**READING PASSAGE**
Sunday, March 13, 2011

Libya : the case for arming the rebels to save lives overall and end Gaddafi's dictatorship


Given the level of propaganda coming from all sides in Libya – and the many uses of it in past “humanitarian interventions”, whether by the US government in Kosovo or Iraq or the Russian government in Chechnya and Georgia, it is impossible to know for certain what is true and what isn’t in reports from Libya (the amount of propaganda has been so huge over such a long period that I’m making a separate post on it). However while we may not be getting to see and hear everything that’s going on there, we do know that seems to be partly because Gaddafi’s forces are preventing foreign journalists and aid agencies including the International Committee of the Red Cross, from entering any areas of cities they hold, which means they probably have something to hide (1) – (3). That makes reports from protesters,  opposition groups and from Egyptian migrant workers that Gaddafi’s forces are targeting and killing civilians more credible; as well as reports from the ICRC that they have targeted paramedics and ambulance teams and that Arab journalists working for the BBC were tortured by Gaddafi’s forces (4) – (12). So instituting a no-fly zone and arming the rebels – as they have requested - may be justified. (Though even Amnesty International has sometimes been taken in by propaganda in the short term until it gets to investigate further)

Egyptian migrant workers who had escaped from Zawiya in western Libya told Human Rights Watch that Gaddafi’s forces were opening fire on anyone who left their house. The International Committee of the Red Cross also says Red Crescent ambulance paramedics and clearly marked ambulances were shot by Gaddafi’s forces as they tried to treat the wounded (13) – (14). These are war crimes like similar actions by US forces in the assault on Fallujah in April 2004, when snipers also targeted both civilians and ambulances (15) – (16).

**TASKS TO COMPLETE**
1. Answer from the Libya post:
(a) Whom did the Egyptian migrant workers who escaped from Zawiya speak to?
(b) What did these workers say Gaddafi's forces were doing?
(c) In what month and year was the assault on Fallujah?
2. According to the Libya post, why are reports that Gaddafi's forces are killing civilians more believable?
3. Copy the Libya post word for word, from "Egyptian migrant workers who" to "ambulances (15) – (16).".
The rows are not needed for any of this.

**AVAILABLE DATA**
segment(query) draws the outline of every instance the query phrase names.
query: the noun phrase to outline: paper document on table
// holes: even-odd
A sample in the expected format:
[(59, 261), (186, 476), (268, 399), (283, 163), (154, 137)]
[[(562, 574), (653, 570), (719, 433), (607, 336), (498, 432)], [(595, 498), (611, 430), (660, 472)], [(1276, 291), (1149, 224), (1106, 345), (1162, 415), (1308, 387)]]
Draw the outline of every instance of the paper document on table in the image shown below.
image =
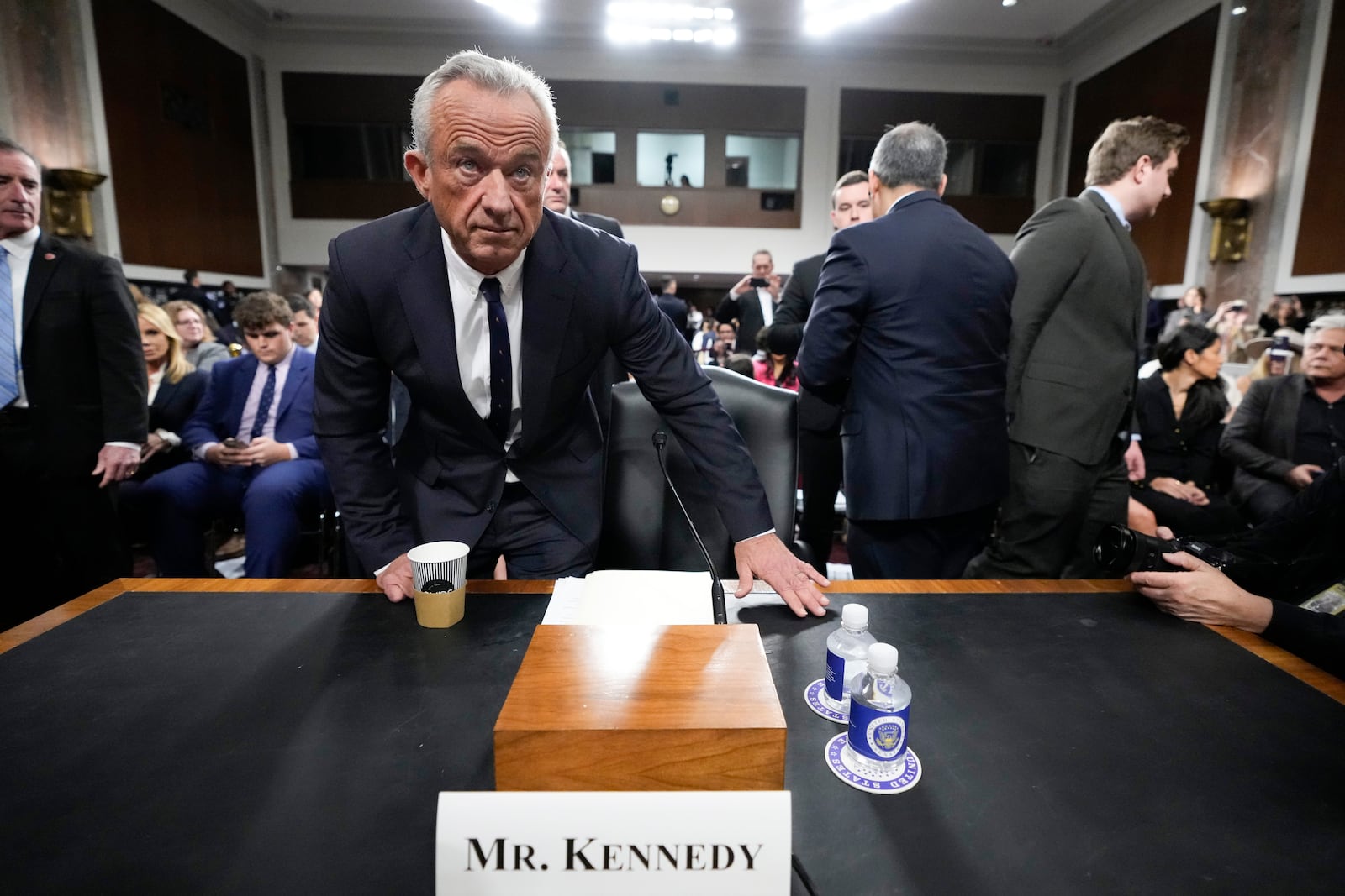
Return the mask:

**RESPONSE LIST**
1.
(a) Human Rights Watch
(b) Opening fire on anyone who left their house
(c) April 2004

2. Gaddafi's forces are keeping foreign journalists and aid agencies, including the International Committee of the Red Cross, out of the parts of cities they hold. That suggests they probably have something to hide, which makes the reports from protesters, opposition groups and Egyptian migrant workers more credible.

3.
Egyptian migrant workers who had escaped from Zawiya in western Libya told Human Rights Watch that Gaddafi’s forces were opening fire on anyone who left their house. The International Committee of the Red Cross also says Red Crescent ambulance paramedics and clearly marked ambulances were shot by Gaddafi’s forces as they tried to treat the wounded (13) – (14). These are war crimes like similar actions by US forces in the assault on Fallujah in April 2004, when snipers also targeted both civilians and ambulances (15) – (16).